WHAT YOU WILL DO
1. In the economics piece on the Theory of Excess Burden, where does money distributed to the wealthy usually go?
2. Write the next few paragraphs of the economics piece on the Theory of Excess Burden, picking up after its final sentence.

QUOTED PASSAGE
- - - -
Economics in a Nutshell. The Theory of Excess Burden Part II

image from images.mises.orgSome thoughts from Tradewinds.

In Part I it was stated that the Theory of Excess Burden evokes difference of opinion in analysis and conclusions. One of the underlying assumptions in the theory is that the market is usually perfect even when reflecting monopolistic tendencies. It was evident that when taxes are too high, consumers will stop buying non-essential goods and services resulting in a deadweight loss for the economy as a whole.

One school of economic thought, the Neo-Keynesians, have a different point of view. From their perspective markets in the real world are anything but perfect. Their answer is to use tax policies as a way to correct adverse market distortions. In other words, government intervention becomes necessary to correct these real world market imperfections. Many economists in this school of thought argue that taxes are a necessary tool because they can redistribute income from the wealthy classes to the poor classes. They say this is necessary as a fairer distribution of income is more conductive to stimulating economic growth. This is classical Keynesian textbook thinking as Keynes always favored the redistribution of income to the poorer classes because of the multiplier effect. Money distributed to the wealthy usually goes into savings while money distributed to the poor is immediately spent creating a greater stimulus to the overall economy. Higher rates of money turnover has a Keynesian multiplier effect on the aggregate economy.
- - - -
RECORDS

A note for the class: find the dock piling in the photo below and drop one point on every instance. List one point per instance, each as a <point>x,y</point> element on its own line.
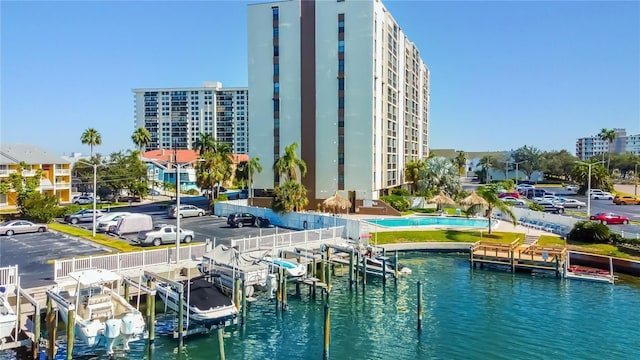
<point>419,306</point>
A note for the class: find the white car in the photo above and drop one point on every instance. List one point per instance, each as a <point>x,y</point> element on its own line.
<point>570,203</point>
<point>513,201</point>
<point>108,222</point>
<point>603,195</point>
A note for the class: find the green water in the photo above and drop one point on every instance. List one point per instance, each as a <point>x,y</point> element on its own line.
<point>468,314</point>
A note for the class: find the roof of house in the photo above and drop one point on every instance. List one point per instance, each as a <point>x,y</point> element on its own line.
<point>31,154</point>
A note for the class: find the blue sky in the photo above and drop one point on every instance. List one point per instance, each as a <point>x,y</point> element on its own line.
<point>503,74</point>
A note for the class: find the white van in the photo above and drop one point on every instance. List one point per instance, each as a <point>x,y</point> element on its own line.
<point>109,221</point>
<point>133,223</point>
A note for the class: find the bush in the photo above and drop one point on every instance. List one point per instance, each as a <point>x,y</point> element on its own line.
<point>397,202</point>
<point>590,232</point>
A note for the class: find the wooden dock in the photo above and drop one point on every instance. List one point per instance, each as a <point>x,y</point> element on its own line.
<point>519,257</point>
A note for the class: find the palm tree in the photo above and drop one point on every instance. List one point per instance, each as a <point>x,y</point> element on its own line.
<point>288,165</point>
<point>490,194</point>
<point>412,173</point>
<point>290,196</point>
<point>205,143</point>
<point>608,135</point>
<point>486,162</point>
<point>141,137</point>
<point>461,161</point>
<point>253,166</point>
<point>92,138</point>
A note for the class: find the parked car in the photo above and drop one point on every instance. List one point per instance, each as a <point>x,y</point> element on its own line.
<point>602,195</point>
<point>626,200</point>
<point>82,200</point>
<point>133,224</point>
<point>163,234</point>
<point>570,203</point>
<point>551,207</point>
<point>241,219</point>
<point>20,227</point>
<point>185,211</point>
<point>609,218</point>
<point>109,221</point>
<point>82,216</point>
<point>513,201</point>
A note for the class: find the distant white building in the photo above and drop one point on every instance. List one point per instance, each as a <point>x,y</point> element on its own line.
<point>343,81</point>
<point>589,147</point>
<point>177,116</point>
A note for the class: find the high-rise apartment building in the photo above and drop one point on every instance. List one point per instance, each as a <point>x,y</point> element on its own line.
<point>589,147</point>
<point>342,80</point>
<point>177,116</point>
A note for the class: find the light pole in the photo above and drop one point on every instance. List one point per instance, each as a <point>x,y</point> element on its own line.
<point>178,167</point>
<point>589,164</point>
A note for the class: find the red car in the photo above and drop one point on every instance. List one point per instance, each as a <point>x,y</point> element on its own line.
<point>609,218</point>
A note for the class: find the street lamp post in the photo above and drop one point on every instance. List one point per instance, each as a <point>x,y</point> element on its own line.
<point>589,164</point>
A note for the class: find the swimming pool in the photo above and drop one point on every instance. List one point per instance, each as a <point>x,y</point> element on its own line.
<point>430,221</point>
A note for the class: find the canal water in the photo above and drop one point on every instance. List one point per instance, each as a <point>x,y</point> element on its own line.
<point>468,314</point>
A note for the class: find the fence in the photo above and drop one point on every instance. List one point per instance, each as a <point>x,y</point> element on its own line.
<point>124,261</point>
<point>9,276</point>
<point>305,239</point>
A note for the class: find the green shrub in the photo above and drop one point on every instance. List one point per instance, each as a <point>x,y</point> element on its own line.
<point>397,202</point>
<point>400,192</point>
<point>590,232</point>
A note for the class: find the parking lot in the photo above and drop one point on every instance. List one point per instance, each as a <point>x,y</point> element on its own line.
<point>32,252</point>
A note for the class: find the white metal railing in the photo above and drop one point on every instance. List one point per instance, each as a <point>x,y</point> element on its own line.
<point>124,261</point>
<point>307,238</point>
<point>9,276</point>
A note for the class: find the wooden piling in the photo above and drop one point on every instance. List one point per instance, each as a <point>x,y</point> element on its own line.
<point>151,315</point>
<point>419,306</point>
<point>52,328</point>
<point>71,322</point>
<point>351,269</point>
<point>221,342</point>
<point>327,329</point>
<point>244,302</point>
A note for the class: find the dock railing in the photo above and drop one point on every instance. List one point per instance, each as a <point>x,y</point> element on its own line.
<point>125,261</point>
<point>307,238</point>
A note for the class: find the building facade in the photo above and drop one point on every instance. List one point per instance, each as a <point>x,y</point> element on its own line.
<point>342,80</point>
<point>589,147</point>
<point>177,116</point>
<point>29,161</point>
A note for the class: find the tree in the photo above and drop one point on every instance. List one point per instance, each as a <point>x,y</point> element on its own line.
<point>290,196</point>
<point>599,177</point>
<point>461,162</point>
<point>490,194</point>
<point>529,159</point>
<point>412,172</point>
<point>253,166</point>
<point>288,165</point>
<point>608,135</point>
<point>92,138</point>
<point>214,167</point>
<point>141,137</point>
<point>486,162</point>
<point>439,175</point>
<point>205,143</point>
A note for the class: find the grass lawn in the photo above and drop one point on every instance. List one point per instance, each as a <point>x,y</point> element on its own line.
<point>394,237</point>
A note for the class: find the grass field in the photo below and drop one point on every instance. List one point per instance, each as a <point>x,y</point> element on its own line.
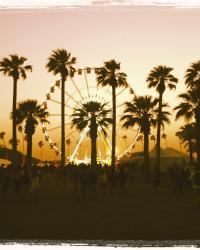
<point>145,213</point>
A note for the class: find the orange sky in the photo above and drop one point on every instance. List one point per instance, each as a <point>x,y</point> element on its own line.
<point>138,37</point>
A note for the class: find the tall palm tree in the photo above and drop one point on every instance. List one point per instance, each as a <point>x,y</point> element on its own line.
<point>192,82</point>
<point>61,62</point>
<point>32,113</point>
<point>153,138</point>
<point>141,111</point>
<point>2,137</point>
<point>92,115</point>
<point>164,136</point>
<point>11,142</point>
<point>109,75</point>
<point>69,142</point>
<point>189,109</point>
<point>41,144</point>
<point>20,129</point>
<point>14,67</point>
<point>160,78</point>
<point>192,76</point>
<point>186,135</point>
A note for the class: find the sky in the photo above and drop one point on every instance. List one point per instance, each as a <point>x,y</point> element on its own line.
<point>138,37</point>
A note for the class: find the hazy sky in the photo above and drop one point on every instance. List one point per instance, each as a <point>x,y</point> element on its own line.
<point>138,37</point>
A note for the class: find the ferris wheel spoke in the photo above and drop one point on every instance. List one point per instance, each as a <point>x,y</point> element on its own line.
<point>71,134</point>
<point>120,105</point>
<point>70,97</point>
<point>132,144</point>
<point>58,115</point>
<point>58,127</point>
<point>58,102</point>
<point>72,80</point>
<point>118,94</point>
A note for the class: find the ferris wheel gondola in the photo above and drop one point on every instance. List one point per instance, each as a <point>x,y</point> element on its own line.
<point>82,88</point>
- - - -
RESULTS OF THE TASKS
1. It usually goes into savings.

2.
Hope I was fair and unbiased to neo-Keynesian with this analogy as I tend to support a different perspective. Opponents to Keynesianism will argue that calculations of the Keynesian multiplier effect are misleading according to the theory of Ricardian Equivalence proposition, for it is impossible to quantify and calculate the effect of deficit-financed government spending on demand without determining how people expect the deficit to be paid in the future. In other words, it really does not matter whether a government finances spending with increased taxes or debt, because the effect on aggregate demand is the same throughout the economy.

It is interesting to note that since Independence successive governments have pursued Keynesian deficit spending policies as a matter of routine course. Such policies have created the appearance of a growing and prosperous economy. But now we have reached the ends of our borrowing capacity and our excessive spending now exceeds our ability to tax and borrowing to pay these costs and other unfunded commitments.

We have been told that VAT will be the answer to raising more revenues, but when considered from the perspective of Excess Burden it becomes highly questionable whether VAT will be a meaningful answer and an effective policy to cure our nation's acute financial ills. It certainly will not pay down our huge deficit and resulting interest cost burden.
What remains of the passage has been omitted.